··· EXCERPT ···

Nothing to see here, just building a habbit of writing.

Jun 01, 2013 18:58

The sun was setting. My arms were flailing. It was just me and the mosquitoes and someone far away shooting a gun, over and over. Practicing for hunting season I suppose. Or maybe just blowing off some steam. I thought maybe I could run, after all, the whole reason I was out here with all these bugs was to try and lose some weight. I took off in a sprint and "boooom!" I know the shot was in the distance, the same as all the others. It wasn't anywhere near me, but still, walking and flailing seemed like enough after that.

I hadn't been on this path since I was young. That was back when my family had time to just go out and walk together. We would walk this path in the sunshine. My anxiety high, just in case we met anyone on the path. 10 years ago if there was any sign that someone else might be near this path my heart would be racing and I would be aching to be back home, safely tucked away from other people. I wouldn't have even gotten out of my car if I thought I might run into another. Would have just turned around and drove home. I don't know how I ever lived with all that anxiety. Anxiety over what? I never figured that out. I guess some people are just born high strung.

··· RECORDS PROVIDED ···

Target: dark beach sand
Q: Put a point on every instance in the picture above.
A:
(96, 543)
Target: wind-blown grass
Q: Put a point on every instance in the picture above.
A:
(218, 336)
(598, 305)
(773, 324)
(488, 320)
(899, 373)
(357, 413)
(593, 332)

···

» **EXERCISE 1**:
Summarize the journal entry in two sentences.
» **EXERCISE 2**:
Copy the passage of the journal entry from "I hadn't been" to "born high strung." word for word.
The data has no connection to the journal entry.

» **WRITTEN RESPONSE 1**:
At sunset, the writer walks a path among mosquitoes to try to lose weight while someone far away fires a gun over and over, and after a shot sounds during a sprint, the writer goes back to walking. The path recalls family walks from the writer's youth, when anxiety about meeting other people was so strong that the writer would have turned around and driven home rather than risk it.

» **WRITTEN RESPONSE 2**:
I hadn't been on this path since I was young. That was back when my family had time to just go out and walk together. We would walk this path in the sunshine. My anxiety high, just in case we met anyone on the path. 10 years ago if there was any sign that someone else might be near this path my heart would be racing and I would be aching to be back home, safely tucked away from other people. I wouldn't have even gotten out of my car if I thought I might run into another. Would have just turned around and drove home. I don't know how I ever lived with all that anxiety. Anxiety over what? I never figured that out. I guess some people are just born high strung.